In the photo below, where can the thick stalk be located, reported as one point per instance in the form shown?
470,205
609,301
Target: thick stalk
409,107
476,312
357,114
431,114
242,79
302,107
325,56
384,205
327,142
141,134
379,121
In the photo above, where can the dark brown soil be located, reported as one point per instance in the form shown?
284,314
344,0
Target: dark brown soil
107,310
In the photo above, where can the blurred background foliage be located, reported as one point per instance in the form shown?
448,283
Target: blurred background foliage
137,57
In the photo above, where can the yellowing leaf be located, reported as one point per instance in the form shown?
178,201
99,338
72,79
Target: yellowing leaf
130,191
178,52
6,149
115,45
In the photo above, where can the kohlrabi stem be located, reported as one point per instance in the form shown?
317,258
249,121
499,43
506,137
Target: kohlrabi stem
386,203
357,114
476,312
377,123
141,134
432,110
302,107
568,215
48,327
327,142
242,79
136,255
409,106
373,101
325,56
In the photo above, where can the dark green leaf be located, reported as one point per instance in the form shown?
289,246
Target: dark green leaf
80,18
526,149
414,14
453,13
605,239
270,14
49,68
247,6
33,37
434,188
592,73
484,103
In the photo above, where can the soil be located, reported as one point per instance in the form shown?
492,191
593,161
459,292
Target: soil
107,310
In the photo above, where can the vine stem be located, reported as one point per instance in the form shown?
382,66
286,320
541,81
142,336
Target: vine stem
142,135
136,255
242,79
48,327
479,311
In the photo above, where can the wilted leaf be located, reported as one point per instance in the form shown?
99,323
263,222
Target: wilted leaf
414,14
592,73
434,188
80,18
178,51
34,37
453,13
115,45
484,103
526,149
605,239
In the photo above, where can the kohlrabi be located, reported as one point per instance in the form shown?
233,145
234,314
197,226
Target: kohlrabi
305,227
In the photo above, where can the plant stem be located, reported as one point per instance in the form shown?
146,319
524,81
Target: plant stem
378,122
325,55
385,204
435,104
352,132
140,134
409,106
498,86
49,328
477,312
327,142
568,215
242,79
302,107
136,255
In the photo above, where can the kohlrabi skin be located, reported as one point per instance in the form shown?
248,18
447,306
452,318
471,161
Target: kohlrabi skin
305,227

::::

Present each line of the listing above as a Markdown table with the columns "Row" and "Listing line," numbering the rows in order and omitting any blank lines.

__SOLUTION TO THIS TASK__.
| Row | Listing line |
|---|---|
| 1 | In the photo below, where can the thick stalk be located, reported as one point per instance in the form shown? |
| 2 | 470,205 |
| 3 | 609,301 |
| 4 | Target: thick stalk |
| 5 | 409,107 |
| 6 | 476,312 |
| 7 | 357,114 |
| 8 | 431,114 |
| 9 | 242,79 |
| 10 | 302,107 |
| 11 | 325,56 |
| 12 | 384,205 |
| 13 | 327,142 |
| 14 | 141,134 |
| 15 | 379,121 |
| 16 | In the photo above, where can the dark brown soil be located, reported as one point per instance in the form shown? |
| 17 | 284,314 |
| 18 | 344,0 |
| 19 | Target: dark brown soil |
| 20 | 107,310 |
| 21 | In the photo above, where can the blurred background foliage be located, reported as one point per instance in the form shown? |
| 22 | 448,283 |
| 23 | Target: blurred background foliage |
| 24 | 137,57 |
| 25 | In the photo above, where can the yellowing leaf be located, reported as one point per instance in the form shown? |
| 26 | 178,201 |
| 27 | 99,338 |
| 28 | 72,79 |
| 29 | Target: yellowing leaf |
| 30 | 130,191 |
| 31 | 178,52 |
| 32 | 6,149 |
| 33 | 115,45 |
| 34 | In the photo above, where can the kohlrabi stem be located, reported as one point per instance in the form shown? |
| 35 | 317,258 |
| 36 | 249,121 |
| 37 | 499,43 |
| 38 | 506,137 |
| 39 | Target: kohlrabi stem |
| 40 | 386,203 |
| 41 | 357,114 |
| 42 | 476,312 |
| 43 | 377,123 |
| 44 | 141,134 |
| 45 | 432,110 |
| 46 | 302,107 |
| 47 | 568,215 |
| 48 | 48,327 |
| 49 | 327,142 |
| 50 | 242,79 |
| 51 | 136,255 |
| 52 | 409,106 |
| 53 | 373,101 |
| 54 | 325,56 |
| 55 | In the photo above, where can the dark green leaf be located, reported as one point per instance in the form shown? |
| 56 | 289,246 |
| 57 | Target: dark green leaf |
| 58 | 80,18 |
| 59 | 526,149 |
| 60 | 414,14 |
| 61 | 453,13 |
| 62 | 605,239 |
| 63 | 270,14 |
| 64 | 49,68 |
| 65 | 247,6 |
| 66 | 33,37 |
| 67 | 434,188 |
| 68 | 592,73 |
| 69 | 484,103 |
| 70 | In the photo above, where can the soil be located, reported as one point per instance in the form shown? |
| 71 | 492,191 |
| 72 | 593,161 |
| 73 | 459,292 |
| 74 | Target: soil |
| 75 | 107,310 |
| 76 | In the photo above, where can the vine stem be located, reported as one point per instance in the form shown? |
| 77 | 382,66 |
| 78 | 286,320 |
| 79 | 541,81 |
| 80 | 142,336 |
| 81 | Target: vine stem |
| 82 | 142,135 |
| 83 | 136,255 |
| 84 | 242,79 |
| 85 | 48,327 |
| 86 | 479,311 |
| 87 | In the photo above, where can the wilted leaf be located, reported as one point per instance in the form shown? |
| 88 | 99,323 |
| 89 | 263,222 |
| 90 | Target: wilted leaf |
| 91 | 414,14 |
| 92 | 592,73 |
| 93 | 434,188 |
| 94 | 80,18 |
| 95 | 178,51 |
| 96 | 34,37 |
| 97 | 453,13 |
| 98 | 115,45 |
| 99 | 484,103 |
| 100 | 526,149 |
| 101 | 605,239 |
| 102 | In the photo above, where can the kohlrabi be located, reported as one point per instance in the form shown? |
| 103 | 233,145 |
| 104 | 234,314 |
| 105 | 197,226 |
| 106 | Target: kohlrabi |
| 107 | 305,227 |
| 108 | In the photo above, where can the plant stem be located, reported as one point per instance in the form shown? |
| 109 | 146,319 |
| 110 | 524,81 |
| 111 | Target: plant stem |
| 112 | 378,122 |
| 113 | 325,55 |
| 114 | 385,204 |
| 115 | 435,104 |
| 116 | 352,132 |
| 117 | 140,134 |
| 118 | 409,106 |
| 119 | 498,86 |
| 120 | 49,328 |
| 121 | 477,312 |
| 122 | 327,142 |
| 123 | 568,215 |
| 124 | 242,79 |
| 125 | 302,107 |
| 126 | 136,255 |
| 127 | In the photo above, where can the kohlrabi skin be located, reported as one point per instance in the form shown? |
| 128 | 248,18 |
| 129 | 447,306 |
| 130 | 452,318 |
| 131 | 471,161 |
| 132 | Target: kohlrabi skin |
| 133 | 305,227 |